Part of a data file:

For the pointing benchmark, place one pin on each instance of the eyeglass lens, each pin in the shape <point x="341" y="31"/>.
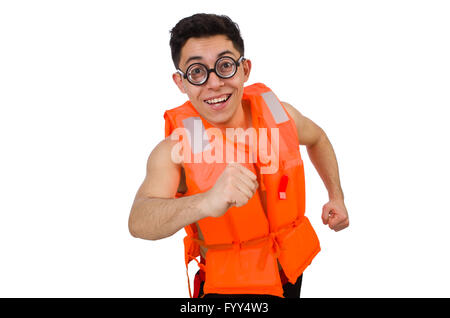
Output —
<point x="225" y="67"/>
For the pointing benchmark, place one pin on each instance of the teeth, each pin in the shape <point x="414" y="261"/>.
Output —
<point x="216" y="100"/>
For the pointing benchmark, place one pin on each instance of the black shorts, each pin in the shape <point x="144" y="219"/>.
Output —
<point x="289" y="291"/>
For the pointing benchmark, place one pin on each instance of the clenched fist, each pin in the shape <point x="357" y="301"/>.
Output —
<point x="234" y="187"/>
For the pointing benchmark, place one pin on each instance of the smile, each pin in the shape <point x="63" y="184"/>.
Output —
<point x="218" y="100"/>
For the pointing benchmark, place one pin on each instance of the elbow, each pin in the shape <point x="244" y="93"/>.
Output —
<point x="138" y="231"/>
<point x="132" y="227"/>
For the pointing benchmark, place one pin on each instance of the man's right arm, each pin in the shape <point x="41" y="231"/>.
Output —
<point x="156" y="213"/>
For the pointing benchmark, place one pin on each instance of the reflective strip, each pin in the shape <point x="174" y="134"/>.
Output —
<point x="275" y="107"/>
<point x="196" y="132"/>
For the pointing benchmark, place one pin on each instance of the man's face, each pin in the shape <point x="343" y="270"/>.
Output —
<point x="207" y="51"/>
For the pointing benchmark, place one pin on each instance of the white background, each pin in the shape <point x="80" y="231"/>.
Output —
<point x="83" y="89"/>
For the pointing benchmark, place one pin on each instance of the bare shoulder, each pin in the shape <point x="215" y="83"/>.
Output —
<point x="162" y="174"/>
<point x="308" y="132"/>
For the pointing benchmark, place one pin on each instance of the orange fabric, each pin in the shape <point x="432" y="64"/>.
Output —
<point x="245" y="245"/>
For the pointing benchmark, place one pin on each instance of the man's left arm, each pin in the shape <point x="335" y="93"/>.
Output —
<point x="321" y="153"/>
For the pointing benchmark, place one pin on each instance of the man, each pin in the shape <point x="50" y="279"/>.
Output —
<point x="244" y="218"/>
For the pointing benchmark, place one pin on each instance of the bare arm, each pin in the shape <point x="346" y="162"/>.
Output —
<point x="156" y="213"/>
<point x="322" y="156"/>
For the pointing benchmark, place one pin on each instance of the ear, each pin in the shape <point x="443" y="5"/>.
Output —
<point x="178" y="80"/>
<point x="247" y="65"/>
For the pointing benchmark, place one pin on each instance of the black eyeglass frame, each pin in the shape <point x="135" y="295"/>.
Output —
<point x="210" y="70"/>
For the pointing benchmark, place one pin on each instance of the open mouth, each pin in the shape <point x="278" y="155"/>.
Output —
<point x="218" y="102"/>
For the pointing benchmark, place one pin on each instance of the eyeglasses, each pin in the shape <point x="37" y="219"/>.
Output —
<point x="198" y="73"/>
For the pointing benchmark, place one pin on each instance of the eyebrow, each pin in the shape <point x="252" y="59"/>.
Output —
<point x="194" y="58"/>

WRITTEN PROBLEM: Write out the entries above verbatim; the pictures do not belong in your copy.

RESPONSE BELOW:
For the pointing benchmark, place one pin on each instance of the eyeglass lens, each pin in the shape <point x="341" y="31"/>.
Output —
<point x="225" y="67"/>
For the pointing benchmark, place one pin on each instance of the teeth, each pin in the shape <point x="414" y="261"/>.
Output —
<point x="216" y="100"/>
For the pointing benchmark, place one pin on each instance of the black shorts, each pin in the shape <point x="144" y="219"/>.
Output —
<point x="289" y="291"/>
For the pointing benchmark, place one pin on each instance of the clenched fist, each pin in the shape <point x="357" y="301"/>.
Output —
<point x="234" y="187"/>
For the pointing benchmark, place one pin on each instance of the smile, each pin in the shape <point x="63" y="184"/>.
Output —
<point x="218" y="100"/>
For the pointing benchmark, place one pin on each instance of the elbow, each pin in the shape <point x="244" y="93"/>.
Output —
<point x="138" y="231"/>
<point x="132" y="227"/>
For the pointing benchmark, place one pin on each instance of the man's right arm, each pin in the shape <point x="41" y="231"/>.
Output —
<point x="156" y="213"/>
For the pointing benchmark, place one pin on each instance of the reflective strip, each pin in the shape <point x="174" y="134"/>.
Output —
<point x="275" y="107"/>
<point x="196" y="132"/>
For the pointing benchmark, place one pin on each instance of the man's face, each pin in the shape <point x="343" y="270"/>.
Output —
<point x="207" y="51"/>
For the pointing benchmark, place one pin on each instance of the white background, each pin in the shape <point x="80" y="231"/>.
Output —
<point x="83" y="89"/>
For the pointing benchmark, place one pin on each instance of the bare shoulder, each pin in the shape <point x="215" y="83"/>.
Output —
<point x="162" y="174"/>
<point x="308" y="132"/>
For the pointing benchmark, place one pin on each instance of the orange fabric, each pin in the shape <point x="432" y="64"/>.
Output —
<point x="245" y="245"/>
For the pointing benchmark, place one pin on each instance of the man's left arm, each pin in the shape <point x="335" y="93"/>.
Output —
<point x="321" y="153"/>
For the pointing benchmark, place one pin on each instance of the man, each pin in the shape <point x="50" y="279"/>.
Output —
<point x="244" y="218"/>
For the pointing benchmark, place one pin on each instance of the bare arm, each pin in the shape <point x="346" y="162"/>.
Output —
<point x="156" y="213"/>
<point x="322" y="156"/>
For the pointing benchmark, place one pin on each instance of the ear, each pin in the shape <point x="443" y="5"/>.
Output —
<point x="178" y="80"/>
<point x="247" y="65"/>
For the pointing benchmark, place one pin on each instance of the black eyeglass frame, each pin in the shape <point x="135" y="295"/>.
Output —
<point x="210" y="70"/>
For the pointing benchmark, place one pin on each instance of the open mouth, each pin in the shape <point x="278" y="155"/>.
Output —
<point x="218" y="102"/>
For the pointing benchmark, place one pin on each instance of the eyeglasses, each pin in the shape <point x="37" y="219"/>.
Output —
<point x="198" y="73"/>
For the pointing benchmark, place one pin on each instance of the eyebrow, each pin in the shape <point x="252" y="59"/>.
Output —
<point x="194" y="58"/>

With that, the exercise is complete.